EXTRACTED TEXT –
=====

First, you should consider what type of storage you actually need. Can you outsource the storage concern to your cloud provider instead by using something like AWS RDS? If not, do you really need block storage (i.e., disk), or can an external object store like AWS S3 meet your needs? If an external object storage service can meet your performance and durability requirements and your governance and compliance needs, you’re in luck--you may not have to worry about managing persistent storage in your containers.

If you do need block storage, there are a few important things to know. Within your image, you should define mutable storage as separate volume(s) so that your root volume can remain read-only. Doing so also allows you to leverage local host-path mounting during development, which both simplifies the developer workflow and allows for re-use of data during rapid development cycles. In production, however, you should avoid host-path mounting (except where the workload explicitly needs access to something on the node). Host-path mounting explicitly ties a container to a node, which limits the ability of your orchestration tool to reschedule the workload elsewhere. Using an external storage provider allows your persistent storage to be re-mounted when a workload, or even an entire node, is replaced. Many external storage services can be provisioned on demand, support separate snapshotting, and some even allow dynamic expansion as needed.

=====

SHORT TASK – From the passage on container storage, list every requirement or need that an external object storage service must meet for you to avoid managing persistent storage in your containers.

RECORDED INFORMATION –
=====

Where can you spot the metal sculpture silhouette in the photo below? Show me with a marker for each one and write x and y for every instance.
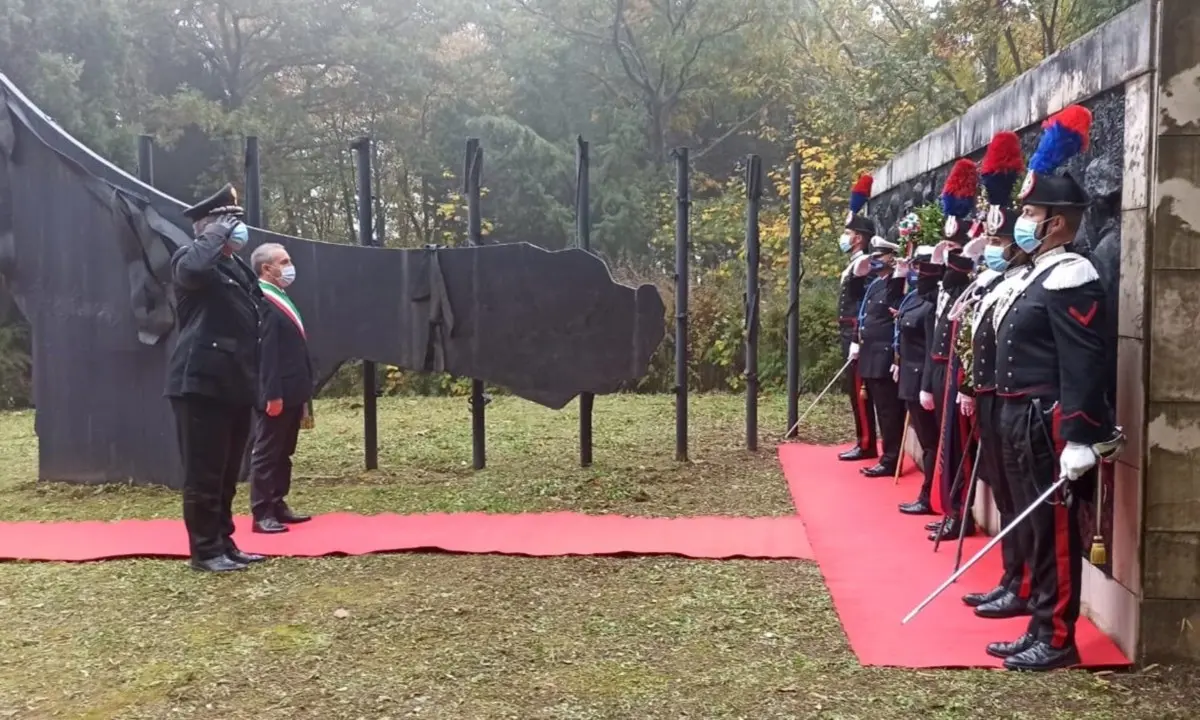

=====

OUTPUT OF THE EXERCISE – Performance, durability, governance, and compliance.